→ 取り組む課題:
[1] 業務スクラムについての本文のうち、「お気づきかと思いますが、業務」を含む語句で始まり「幸せな組織」 を実現することができます。」で終わる部分を、「ふりかえり会」を「振り返りミーティング」に入れ替えて書き直してください。
[2] 業務スクラムについての本文を、最後の文の後から続けて書いてください。

→ 本文:
------------------------------

お気づきかと思いますが、業務スクラムへのトライは、こんなに簡単にできてしまうのです!
これができると、スクラムに関する知識を着実に習得することができ、また、自分自身でスクラムを回す経験を積むことができます。
●チームへの適用
次に、業務スクラムを自分が属するチーム、プロジェクトへの適用を進めます。これも個人への適用と同様に、できるところから徐々に適用していくところがポイントです。
チーム状況ヒアリング、アセスメント
バックログ化
スプリント実行
レビュー、ふりかえり会の開催
PJ(プロジェクト)見える化
チームへの業務スクラムの適用ができると、スクラム理解者、経験者をかなり増やすことができます。また、心理的安全性が確保され、活気のある、とても良い雰囲気のチームにできるため、「幸せな組織」 を実現することができます。
●スタッフチーム、管理者層への適用
次に、業務スクラムを全社のスタッフチーム、管理者層、経営層のプロジェクトへの適用を進めます。
これを進めることで、社内におけるアジャイル理解者を大幅に増やすことができるため、VUCAの時代に対応できる 「アジャイルな会社」、社員がいきいきと働ける 「幸せな会社」 への移行がスムーズに進んでいくことになる訳です。

------------------------------

→ 記録データ:
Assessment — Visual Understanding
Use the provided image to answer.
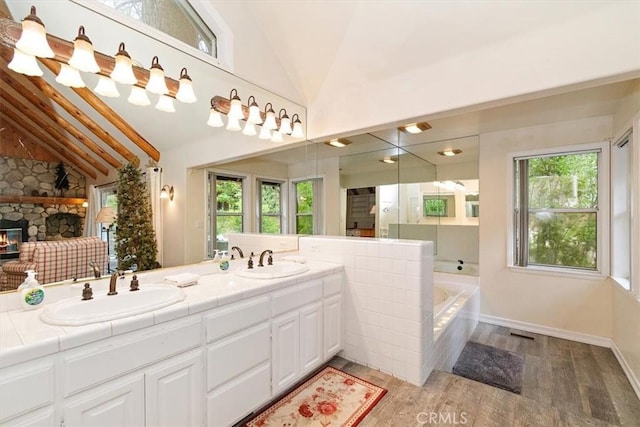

------------------------------

→ 課題別の結果:
[1]
お気づきかと思いますが、業務スクラムへのトライは、こんなに簡単にできてしまうのです!
これができると、スクラムに関する知識を着実に習得することができ、また、自分自身でスクラムを回す経験を積むことができます。
●チームへの適用
次に、業務スクラムを自分が属するチーム、プロジェクトへの適用を進めます。これも個人への適用と同様に、できるところから徐々に適用していくところがポイントです。
チーム状況ヒアリング、アセスメント
バックログ化
スプリント実行
レビュー、振り返りミーティングの開催
PJ(プロジェクト)見える化
チームへの業務スクラムの適用ができると、スクラム理解者、経験者をかなり増やすことができます。また、心理的安全性が確保され、活気のある、とても良い雰囲気のチームにできるため、「幸せな組織」 を実現することができます。

[2]
チーム、スタッフ、管理層への適用を自前で進めていくのは大変なケースが多いので、我々はここで「組織アジャイル」の推進に熟練した 「アジャイルコーチ」 の活用を提案しております。
まとめ
今まで、私も 「アジャイル開発」 も推進して来ましたが、その時の目的は、開発効率化、課題解決、がメインだったと思います。
しかし、組織アジャイルの場合は、それが、
自分を幸せにして、 お客様も幸せにする!
というレベルの目的に変わる訳です。
もう次元が違ってしまっていますよね。
なので、私はこの 「組織アジャイル」 に本当に大きな可能性を感じており、
IT業界が抱える数多くの課題を解決し
本当にお客様を幸せにできる
と信じています。
皆さんも、企業文化を大きく変える可能性がある 「組織アジャイル」 に、私たちと一緒ににチャレンジして、
「幸せな会社」 を目指していきましょう。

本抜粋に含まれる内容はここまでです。